# EXTRAIT:
Tout d'abord, je fais une nouvelle analogie, cette fois-ci avec les mathématiques, à quel moment peut-on se dire mathématicien ?

Il ne suffit bien évidemment pas d'utiliser cette science pour en être un, doit-on en avoir une activité professionnelle, pas beaucoup plus, les plus grands noms n'étaient pas payés pour cela, comme Fermat, magistrat et amateur de mathématiques à son époque, mais qui douterait qu'il fasse partie de cette classe d'individus. De trouver un élément nouveau, comme une lectrice américaine qui a trouvé un moyen par le tricot de rendre tangible des constructions topologiques, à mon sens non, par contre celui qui s'adonne à cette branche, et qui cherche et/ou trouve des résultats, ou des méthodes, des ponts entre branches distinctes, même si il ne fait que les redécouvrir, sera à mes yeux un mathématicien, c'est à dire que c'est comme un travail de chercheur.

Pour en revenir au sportif, il n'y a pas lieu de se focaliser sur la compétition, il n'est pas exclu que certains adeptes assidus soient plus performants que d'autres qui tentent leur chances dans des championnats. D'ailleurs, il faut faire la distinction, de savoir quels critères retenir pour définir un sportif, ses performances vis à vis d'un pays ou mondial, ou de telle épreuve médiatique, ou vis à vis de ses propres évolutions personnelles ? Ne serait-ce que par ces deux critères, on peut facilement devenir indécis, basculant de l'un à l'autre, ou justifiant par rapport à l'un ou à l'autre.

Il existe aussi des sportifs extrêmes qui ne se mesurent à personne directement, ils innovent, difficile dans ce cas, de les comparer à des standards bien rodés.

Maintenant, pour ce qui concerne la philosophie de vie, je la rapproche toujours de principes de vie, qui certes peut faire des adeptes en nombre, que ce soit par exemples le stoïcisme, l'épicurisme ou le taoïsme, mais qui pour ma part ne sont que des produits dérivés. Dit autrement, la philosophie de vie est une méthode prête à l'emploi, quelqu'en soit les raisons initiales, même si on en est l'investigateur, et la philosophie serait le moyen, comme la science en est un autre.

# ÉNONCÉ 1:
Pouvez-vous réécrire le passage de l'extrait compris entre "Il ne suffit" et "travail de chercheur.", bornes incluses, en remplaçant "magistrat" par "juriste" ?

# DONNÉES SOURCES:
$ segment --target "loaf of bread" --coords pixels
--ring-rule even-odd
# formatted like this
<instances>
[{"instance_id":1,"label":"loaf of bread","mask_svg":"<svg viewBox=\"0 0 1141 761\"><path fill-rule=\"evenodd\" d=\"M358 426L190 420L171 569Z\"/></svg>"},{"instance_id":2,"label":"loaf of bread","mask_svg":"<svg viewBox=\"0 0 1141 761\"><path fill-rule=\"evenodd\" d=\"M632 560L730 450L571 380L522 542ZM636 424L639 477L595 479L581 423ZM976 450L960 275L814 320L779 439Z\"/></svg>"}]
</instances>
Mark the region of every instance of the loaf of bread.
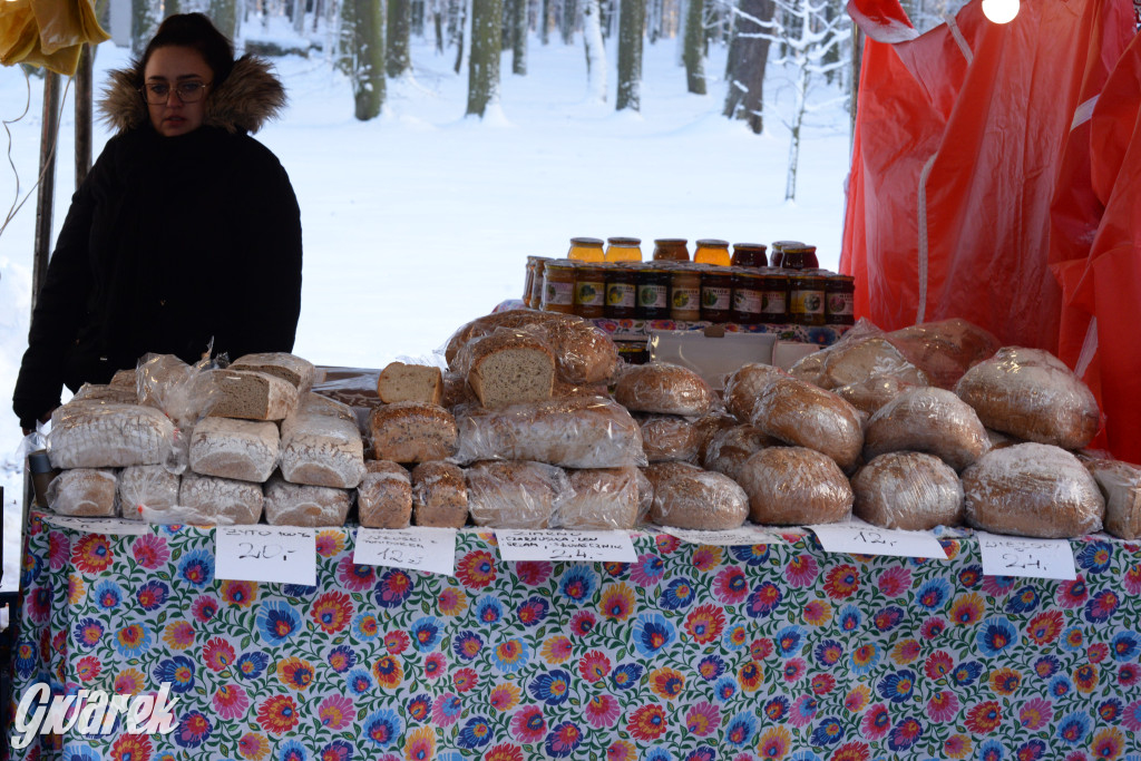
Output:
<instances>
[{"instance_id":1,"label":"loaf of bread","mask_svg":"<svg viewBox=\"0 0 1141 761\"><path fill-rule=\"evenodd\" d=\"M614 387L614 398L631 412L696 418L710 411L713 389L688 367L652 362L625 367Z\"/></svg>"},{"instance_id":2,"label":"loaf of bread","mask_svg":"<svg viewBox=\"0 0 1141 761\"><path fill-rule=\"evenodd\" d=\"M455 452L456 423L452 413L427 402L397 402L372 411L372 446L380 460L428 462Z\"/></svg>"},{"instance_id":3,"label":"loaf of bread","mask_svg":"<svg viewBox=\"0 0 1141 761\"><path fill-rule=\"evenodd\" d=\"M270 526L343 526L353 492L331 486L290 484L274 473L265 485L266 523Z\"/></svg>"},{"instance_id":4,"label":"loaf of bread","mask_svg":"<svg viewBox=\"0 0 1141 761\"><path fill-rule=\"evenodd\" d=\"M381 402L426 402L444 404L444 374L431 365L390 362L377 378L377 395Z\"/></svg>"},{"instance_id":5,"label":"loaf of bread","mask_svg":"<svg viewBox=\"0 0 1141 761\"><path fill-rule=\"evenodd\" d=\"M249 526L261 520L261 484L186 473L178 491L177 519L148 518L149 523Z\"/></svg>"},{"instance_id":6,"label":"loaf of bread","mask_svg":"<svg viewBox=\"0 0 1141 761\"><path fill-rule=\"evenodd\" d=\"M704 431L696 421L680 415L636 416L642 434L642 451L649 462L696 462Z\"/></svg>"},{"instance_id":7,"label":"loaf of bread","mask_svg":"<svg viewBox=\"0 0 1141 761\"><path fill-rule=\"evenodd\" d=\"M610 399L574 397L501 410L456 410L454 460L532 460L563 468L618 468L646 463L641 430Z\"/></svg>"},{"instance_id":8,"label":"loaf of bread","mask_svg":"<svg viewBox=\"0 0 1141 761\"><path fill-rule=\"evenodd\" d=\"M202 476L262 484L277 467L278 453L272 422L207 418L191 435L191 470Z\"/></svg>"},{"instance_id":9,"label":"loaf of bread","mask_svg":"<svg viewBox=\"0 0 1141 761\"><path fill-rule=\"evenodd\" d=\"M119 471L119 511L143 520L146 510L170 510L178 504L181 479L163 465L131 465Z\"/></svg>"},{"instance_id":10,"label":"loaf of bread","mask_svg":"<svg viewBox=\"0 0 1141 761\"><path fill-rule=\"evenodd\" d=\"M46 496L60 516L110 518L119 512L115 471L110 468L65 470L48 484Z\"/></svg>"},{"instance_id":11,"label":"loaf of bread","mask_svg":"<svg viewBox=\"0 0 1141 761\"><path fill-rule=\"evenodd\" d=\"M835 461L816 450L772 446L752 455L737 471L756 524L833 524L851 516L851 485Z\"/></svg>"},{"instance_id":12,"label":"loaf of bread","mask_svg":"<svg viewBox=\"0 0 1141 761\"><path fill-rule=\"evenodd\" d=\"M283 378L252 370L213 370L210 414L242 420L283 420L297 410L297 387Z\"/></svg>"},{"instance_id":13,"label":"loaf of bread","mask_svg":"<svg viewBox=\"0 0 1141 761\"><path fill-rule=\"evenodd\" d=\"M555 525L578 531L634 528L640 518L639 475L633 465L568 471L570 491L559 503Z\"/></svg>"},{"instance_id":14,"label":"loaf of bread","mask_svg":"<svg viewBox=\"0 0 1141 761\"><path fill-rule=\"evenodd\" d=\"M771 375L758 389L753 423L786 444L807 446L850 470L859 460L864 432L859 413L832 391L790 375Z\"/></svg>"},{"instance_id":15,"label":"loaf of bread","mask_svg":"<svg viewBox=\"0 0 1141 761\"><path fill-rule=\"evenodd\" d=\"M523 331L499 329L460 351L468 386L485 407L543 402L555 384L555 354L547 341Z\"/></svg>"},{"instance_id":16,"label":"loaf of bread","mask_svg":"<svg viewBox=\"0 0 1141 761\"><path fill-rule=\"evenodd\" d=\"M472 463L468 511L477 526L551 528L559 504L570 493L561 468L524 460Z\"/></svg>"},{"instance_id":17,"label":"loaf of bread","mask_svg":"<svg viewBox=\"0 0 1141 761\"><path fill-rule=\"evenodd\" d=\"M1106 501L1106 531L1126 541L1141 539L1141 468L1120 460L1085 460Z\"/></svg>"},{"instance_id":18,"label":"loaf of bread","mask_svg":"<svg viewBox=\"0 0 1141 761\"><path fill-rule=\"evenodd\" d=\"M390 460L370 460L357 486L357 512L369 528L407 528L412 523L412 477Z\"/></svg>"},{"instance_id":19,"label":"loaf of bread","mask_svg":"<svg viewBox=\"0 0 1141 761\"><path fill-rule=\"evenodd\" d=\"M922 452L889 452L851 479L856 516L873 526L929 531L957 526L963 485L950 465Z\"/></svg>"},{"instance_id":20,"label":"loaf of bread","mask_svg":"<svg viewBox=\"0 0 1141 761\"><path fill-rule=\"evenodd\" d=\"M748 516L748 497L722 473L683 462L649 465L646 477L654 484L650 523L675 528L723 531L736 528Z\"/></svg>"},{"instance_id":21,"label":"loaf of bread","mask_svg":"<svg viewBox=\"0 0 1141 761\"><path fill-rule=\"evenodd\" d=\"M412 517L416 526L464 526L468 523L468 484L463 470L438 460L413 468Z\"/></svg>"},{"instance_id":22,"label":"loaf of bread","mask_svg":"<svg viewBox=\"0 0 1141 761\"><path fill-rule=\"evenodd\" d=\"M996 534L1067 539L1101 531L1106 502L1077 458L1049 444L982 455L962 473L966 521Z\"/></svg>"},{"instance_id":23,"label":"loaf of bread","mask_svg":"<svg viewBox=\"0 0 1141 761\"><path fill-rule=\"evenodd\" d=\"M1027 442L1079 450L1101 427L1089 387L1042 349L1002 348L966 371L955 392L985 426Z\"/></svg>"},{"instance_id":24,"label":"loaf of bread","mask_svg":"<svg viewBox=\"0 0 1141 761\"><path fill-rule=\"evenodd\" d=\"M154 407L72 402L51 413L48 456L57 470L160 464L175 424Z\"/></svg>"},{"instance_id":25,"label":"loaf of bread","mask_svg":"<svg viewBox=\"0 0 1141 761\"><path fill-rule=\"evenodd\" d=\"M864 431L864 459L887 452L926 452L962 471L990 447L979 416L953 392L911 388L872 415Z\"/></svg>"},{"instance_id":26,"label":"loaf of bread","mask_svg":"<svg viewBox=\"0 0 1141 761\"><path fill-rule=\"evenodd\" d=\"M288 381L298 391L308 391L317 378L317 369L308 359L288 351L246 354L235 359L230 370L252 370Z\"/></svg>"}]
</instances>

# ÉNONCÉ 2:
Pouvez-vous recopier tels quels les enregistrements, de leur toute première ligne jusqu'à celle qui contient "Mark the region", cette dernière incluse ?

# RÉSULTAT FINAL 1:
Il ne suffit bien évidemment pas d'utiliser cette science pour en être un, doit-on en avoir une activité professionnelle, pas beaucoup plus, les plus grands noms n'étaient pas payés pour cela, comme Fermat, juriste et amateur de mathématiques à son époque, mais qui douterait qu'il fasse partie de cette classe d'individus. De trouver un élément nouveau, comme une lectrice américaine qui a trouvé un moyen par le tricot de rendre tangible des constructions topologiques, à mon sens non, par contre celui qui s'adonne à cette branche, et qui cherche et/ou trouve des résultats, ou des méthodes, des ponts entre branches distinctes, même si il ne fait que les redécouvrir, sera à mes yeux un mathématicien, c'est à dire que c'est comme un travail de chercheur.

# RÉSULTAT FINAL 2:
$ segment --target "loaf of bread" --coords pixels
--ring-rule even-odd
# formatted like this
<instances>
[{"instance_id":1,"label":"loaf of bread","mask_svg":"<svg viewBox=\"0 0 1141 761\"><path fill-rule=\"evenodd\" d=\"M358 426L190 420L171 569Z\"/></svg>"},{"instance_id":2,"label":"loaf of bread","mask_svg":"<svg viewBox=\"0 0 1141 761\"><path fill-rule=\"evenodd\" d=\"M632 560L730 450L571 380L522 542ZM636 424L639 477L595 479L581 423ZM976 450L960 275L814 320L779 439Z\"/></svg>"}]
</instances>
Mark the region of every instance of the loaf of bread.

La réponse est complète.